- **REQUEST**
Would you transcribe all of the data exactly, down to the last character?

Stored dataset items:
::::

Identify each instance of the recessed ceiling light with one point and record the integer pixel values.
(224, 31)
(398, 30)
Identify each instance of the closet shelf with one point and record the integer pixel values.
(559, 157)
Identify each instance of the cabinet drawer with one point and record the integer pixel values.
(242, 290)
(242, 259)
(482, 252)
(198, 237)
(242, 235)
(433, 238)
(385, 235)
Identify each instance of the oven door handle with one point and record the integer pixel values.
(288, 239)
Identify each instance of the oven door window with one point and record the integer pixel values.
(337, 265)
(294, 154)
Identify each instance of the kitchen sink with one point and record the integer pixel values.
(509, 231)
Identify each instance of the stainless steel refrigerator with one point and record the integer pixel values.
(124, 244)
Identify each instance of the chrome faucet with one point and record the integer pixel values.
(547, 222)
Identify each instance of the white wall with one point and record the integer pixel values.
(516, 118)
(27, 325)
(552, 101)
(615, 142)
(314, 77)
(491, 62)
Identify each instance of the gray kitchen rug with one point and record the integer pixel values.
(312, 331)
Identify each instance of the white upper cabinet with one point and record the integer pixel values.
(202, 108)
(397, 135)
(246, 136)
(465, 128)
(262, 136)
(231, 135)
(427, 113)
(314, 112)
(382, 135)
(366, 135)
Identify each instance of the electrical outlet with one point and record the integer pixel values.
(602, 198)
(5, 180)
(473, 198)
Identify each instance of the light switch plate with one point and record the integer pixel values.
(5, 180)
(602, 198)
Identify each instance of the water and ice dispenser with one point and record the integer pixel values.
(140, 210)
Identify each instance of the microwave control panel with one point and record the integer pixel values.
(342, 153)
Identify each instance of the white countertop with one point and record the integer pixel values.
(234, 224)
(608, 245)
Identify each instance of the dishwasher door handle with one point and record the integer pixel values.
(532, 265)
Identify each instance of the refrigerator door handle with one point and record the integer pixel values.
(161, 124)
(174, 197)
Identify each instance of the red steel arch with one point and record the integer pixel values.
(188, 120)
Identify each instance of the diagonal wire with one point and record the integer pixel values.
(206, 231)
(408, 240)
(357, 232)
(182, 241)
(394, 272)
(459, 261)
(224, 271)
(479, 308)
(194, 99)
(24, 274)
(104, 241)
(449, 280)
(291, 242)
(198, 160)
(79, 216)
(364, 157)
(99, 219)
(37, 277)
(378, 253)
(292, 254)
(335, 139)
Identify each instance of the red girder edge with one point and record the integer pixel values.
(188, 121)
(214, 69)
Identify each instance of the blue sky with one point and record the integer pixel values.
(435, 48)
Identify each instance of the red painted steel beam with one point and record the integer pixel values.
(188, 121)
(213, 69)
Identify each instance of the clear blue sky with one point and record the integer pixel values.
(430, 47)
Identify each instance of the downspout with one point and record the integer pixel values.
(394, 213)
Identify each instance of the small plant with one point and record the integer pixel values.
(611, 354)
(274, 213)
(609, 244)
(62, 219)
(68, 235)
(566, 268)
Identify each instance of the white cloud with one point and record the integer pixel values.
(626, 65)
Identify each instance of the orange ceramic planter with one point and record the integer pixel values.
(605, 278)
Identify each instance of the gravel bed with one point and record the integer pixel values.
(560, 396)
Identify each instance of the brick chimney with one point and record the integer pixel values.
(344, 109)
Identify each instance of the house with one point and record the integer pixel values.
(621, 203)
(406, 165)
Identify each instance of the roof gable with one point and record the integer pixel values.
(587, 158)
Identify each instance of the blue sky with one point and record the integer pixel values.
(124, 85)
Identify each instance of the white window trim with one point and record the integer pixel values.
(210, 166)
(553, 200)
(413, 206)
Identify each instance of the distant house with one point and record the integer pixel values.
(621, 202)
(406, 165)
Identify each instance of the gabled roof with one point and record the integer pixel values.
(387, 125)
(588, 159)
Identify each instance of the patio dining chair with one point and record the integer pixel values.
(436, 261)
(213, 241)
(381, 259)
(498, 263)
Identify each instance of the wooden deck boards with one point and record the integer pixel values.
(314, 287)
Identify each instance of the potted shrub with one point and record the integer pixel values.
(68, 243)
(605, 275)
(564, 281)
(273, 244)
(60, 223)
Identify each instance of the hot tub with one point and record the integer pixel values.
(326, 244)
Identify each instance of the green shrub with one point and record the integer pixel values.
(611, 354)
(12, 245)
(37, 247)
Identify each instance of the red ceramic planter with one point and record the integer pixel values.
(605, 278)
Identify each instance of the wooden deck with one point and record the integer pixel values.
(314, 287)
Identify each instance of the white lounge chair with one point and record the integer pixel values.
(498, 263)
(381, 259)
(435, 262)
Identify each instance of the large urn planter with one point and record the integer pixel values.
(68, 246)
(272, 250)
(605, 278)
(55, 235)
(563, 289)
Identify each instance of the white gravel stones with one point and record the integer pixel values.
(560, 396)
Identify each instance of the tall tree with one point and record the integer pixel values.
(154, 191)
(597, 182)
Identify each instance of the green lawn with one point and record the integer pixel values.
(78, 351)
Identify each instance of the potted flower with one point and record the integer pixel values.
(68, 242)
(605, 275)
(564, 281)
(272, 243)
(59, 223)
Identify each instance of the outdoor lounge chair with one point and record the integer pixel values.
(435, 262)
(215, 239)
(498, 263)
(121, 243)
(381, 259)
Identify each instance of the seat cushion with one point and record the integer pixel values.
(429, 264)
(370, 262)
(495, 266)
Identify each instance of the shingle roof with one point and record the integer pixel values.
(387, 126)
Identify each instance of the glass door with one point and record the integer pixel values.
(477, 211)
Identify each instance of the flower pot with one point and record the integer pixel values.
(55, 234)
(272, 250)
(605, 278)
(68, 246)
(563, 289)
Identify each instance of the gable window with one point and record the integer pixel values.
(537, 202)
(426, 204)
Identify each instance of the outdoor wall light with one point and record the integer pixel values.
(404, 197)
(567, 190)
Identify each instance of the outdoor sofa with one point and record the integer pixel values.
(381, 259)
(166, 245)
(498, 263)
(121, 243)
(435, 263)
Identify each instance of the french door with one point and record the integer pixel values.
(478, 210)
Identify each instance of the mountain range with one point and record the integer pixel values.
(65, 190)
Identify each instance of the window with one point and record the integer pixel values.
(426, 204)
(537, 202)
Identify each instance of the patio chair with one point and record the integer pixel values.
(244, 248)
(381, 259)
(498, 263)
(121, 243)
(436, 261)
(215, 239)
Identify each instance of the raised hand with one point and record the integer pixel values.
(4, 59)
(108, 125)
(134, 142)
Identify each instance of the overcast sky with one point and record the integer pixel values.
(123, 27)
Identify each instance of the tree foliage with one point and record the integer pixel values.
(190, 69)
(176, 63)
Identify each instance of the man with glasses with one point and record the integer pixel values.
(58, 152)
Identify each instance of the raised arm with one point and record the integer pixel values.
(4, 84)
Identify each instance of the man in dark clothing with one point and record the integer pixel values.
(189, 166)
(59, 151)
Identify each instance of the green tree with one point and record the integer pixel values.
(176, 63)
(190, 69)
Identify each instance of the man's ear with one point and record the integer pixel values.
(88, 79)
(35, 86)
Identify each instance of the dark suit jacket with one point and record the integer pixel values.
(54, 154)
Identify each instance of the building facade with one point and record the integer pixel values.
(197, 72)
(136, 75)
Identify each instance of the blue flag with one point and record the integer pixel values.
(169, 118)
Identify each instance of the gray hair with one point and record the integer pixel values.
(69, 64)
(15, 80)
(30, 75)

::::

- **TASK OUTPUT**
Identify each instance of the recessed ceiling light with one point and record the integer pixel values.
(224, 31)
(398, 30)
Identify each instance of the closet shelf with one point and record the integer pixel values.
(559, 157)
Identify each instance of the cabinet drawer with one point and record the integer pixel values.
(242, 290)
(242, 259)
(482, 252)
(198, 237)
(242, 235)
(433, 238)
(385, 235)
Identify each instance of the oven door handle with one point and record the integer pixel values.
(288, 239)
Identify each instance of the oven door window with one point and record the integer pixel values.
(337, 265)
(294, 154)
Identify each instance of the kitchen sink with one point and record the integer pixel values.
(509, 231)
Identify each instance of the stainless steel refrigerator with one point and record the integer pixel values.
(124, 244)
Identify each instance of the chrome faucet with one point and record the integer pixel values.
(547, 222)
Identify each instance of the white wall with one point and record the integer pixel values.
(516, 118)
(27, 325)
(552, 101)
(615, 142)
(314, 77)
(491, 62)
Identify each instance of the gray kitchen rug with one point and record the integer pixel values.
(312, 331)
Identify each instance of the white upper cabinet with one point and record the integer pixel values.
(202, 108)
(397, 135)
(246, 136)
(465, 128)
(262, 136)
(231, 135)
(427, 113)
(314, 112)
(382, 135)
(366, 135)
Identify each instance of the electrical outlet with one point and record the integer pixel values.
(602, 198)
(5, 180)
(473, 198)
Identify each instance of the light switch plate with one point and record the integer pixel values.
(5, 180)
(602, 198)
Identify each instance of the water and ice dispenser with one point and record the integer pixel values.
(140, 210)
Identify each instance of the microwave control panel with one point and record the integer pixel values.
(342, 153)
Identify each instance of the white countertop with one point and record the integer pixel values.
(234, 224)
(608, 245)
Identify each instance of the dishwasher door handle with one point and record the integer pixel values.
(532, 265)
Identify each instance of the refrigerator door handle with one point and record the integer pixel values.
(161, 124)
(174, 197)
Identify each instance of the red steel arch with one point and record the integer pixel values.
(188, 120)
Identify each instance of the diagonal wire with one point and record the integer pixel values.
(206, 231)
(408, 240)
(357, 232)
(182, 241)
(394, 272)
(459, 261)
(224, 271)
(479, 308)
(194, 99)
(24, 274)
(104, 241)
(449, 280)
(291, 242)
(198, 160)
(79, 216)
(364, 157)
(99, 219)
(37, 277)
(378, 253)
(292, 254)
(335, 139)
Identify each instance of the red girder edge with one point and record the integer pixel values.
(188, 121)
(214, 69)
Identify each instance of the blue sky with one point and record the integer pixel values.
(435, 48)
Identify each instance of the red painted steel beam with one point and record the integer pixel values.
(188, 121)
(213, 69)
Identify each instance of the clear blue sky with one point and record the integer pixel values.
(430, 47)
Identify each instance of the downspout with one point and record the integer pixel values.
(394, 213)
Identify each instance of the small plant with one point and record the integer pixel values.
(611, 354)
(274, 213)
(609, 244)
(62, 219)
(68, 235)
(566, 268)
Identify each instance of the white cloud with one point and record the integer pixel values.
(626, 65)
Identify each instance of the orange ceramic planter with one point and record the integer pixel values.
(605, 278)
Identify each instance of the gravel bed with one point and record the integer pixel values.
(560, 396)
Identify each instance of the brick chimney with one point and record the integer pixel values.
(344, 109)
Identify each instance of the house with one point and record the integer pixel values.
(621, 203)
(406, 165)
Identify each instance of the roof gable with one point and record the integer pixel values.
(587, 158)
Identify each instance of the blue sky with one point and record the integer pixel values.
(124, 85)
Identify each instance of the white window trim with one point and record the integer pixel values.
(210, 166)
(553, 200)
(413, 206)
Identify each instance of the distant house with one point and record the integer pixel values.
(621, 202)
(406, 165)
Identify each instance of the gabled roof with one point and record the integer pixel values.
(387, 125)
(588, 159)
Identify each instance of the patio dining chair with one point and record the integer pixel values.
(436, 261)
(213, 241)
(381, 259)
(498, 263)
Identify each instance of the wooden deck boards with one point and record the integer pixel values.
(314, 287)
Identify each instance of the potted shrub with one point and record the integer pixel values.
(68, 243)
(605, 275)
(564, 281)
(273, 244)
(60, 223)
Identify each instance of the hot tub with one point and record the integer pixel values.
(326, 244)
Identify each instance of the green shrub with one point and record the integer pixel values.
(611, 354)
(12, 245)
(37, 247)
Identify each instance of the red ceramic planter with one point and record the integer pixel values.
(605, 278)
Identify each instance of the wooden deck with one point and record the integer pixel values.
(314, 287)
Identify each instance of the white lounge chair with one point and record the integer pixel values.
(498, 263)
(381, 259)
(435, 262)
Identify each instance of the large urn planter with one point and record the integer pixel values.
(68, 246)
(272, 250)
(605, 278)
(55, 235)
(563, 289)
Identify each instance of the white gravel stones with one point and record the integer pixel values.
(560, 396)
Identify each instance of the tall tree with one point and record the integer pixel values.
(154, 191)
(597, 182)
Identify each instance of the green lawn with one point and record the integer pixel values.
(78, 351)
Identify each instance of the potted flower with one point and record the integer pixel values.
(68, 242)
(605, 275)
(564, 281)
(272, 243)
(59, 223)
Identify each instance of the outdoor lounge chair with one point and record the integer pixel values.
(435, 262)
(215, 239)
(498, 263)
(121, 243)
(381, 259)
Identify each instance of the seat cushion with one point and record the integer pixel values.
(429, 264)
(370, 262)
(495, 266)
Identify each instance of the shingle roof with one point and record the integer pixel values.
(387, 126)
Identify each instance of the glass door with one point and record the integer pixel values.
(477, 211)
Identify each instance of the flower pot with one point and record the integer pixel values.
(55, 234)
(272, 250)
(605, 278)
(68, 246)
(563, 289)
Identify each instance of the gable window with one point and record the integer pixel values.
(537, 202)
(426, 204)
Identify each instance of the outdoor wall light with one point and record the integer pixel values.
(404, 197)
(567, 190)
Identify each instance of the outdoor sofa with one point and record the integer pixel values.
(381, 259)
(166, 245)
(498, 263)
(121, 243)
(435, 263)
Identify each instance of the french door with one point and record the integer pixel values.
(478, 210)
Identify each instance of the mountain range with one point and record the integer pixel values.
(65, 190)
Identify each instance of the window with one point and record the integer pixel values.
(426, 204)
(537, 202)
Identify each instance of the patio chair with one point and record the integer pixel values.
(244, 248)
(381, 259)
(498, 263)
(121, 243)
(436, 261)
(215, 239)
Identify each instance of the raised hand with one point and record the integer pixel values.
(4, 59)
(108, 125)
(134, 142)
Identify each instance of the overcast sky with one point and record the integer pixel values.
(123, 27)
Identify each instance of the tree foliage with one point and record the integer pixel values.
(190, 69)
(176, 63)
Identify each instance of the man with glasses with one point and record the integer pixel values.
(58, 152)
Identify each instance of the raised arm with one point and record the integer pixel values.
(4, 84)
Identify each instance of the man in dark clothing with one point and record the integer pixel values.
(189, 166)
(59, 151)
Identify each instance of the green tree with one point and record the integer pixel values.
(176, 63)
(190, 69)
Identify each instance of the man's ear with one point and record the integer pixel values.
(88, 79)
(35, 86)
Identify each instance of the dark suit jacket with one point and record the integer pixel values.
(54, 154)
Identify each instance of the building facade with one point and record the integer pixel values.
(197, 72)
(136, 75)
Identify each instance of the blue flag with one point and record the integer pixel values.
(169, 118)
Identify each instance of the gray hair with one point and record the integer pixel values.
(69, 64)
(15, 80)
(30, 75)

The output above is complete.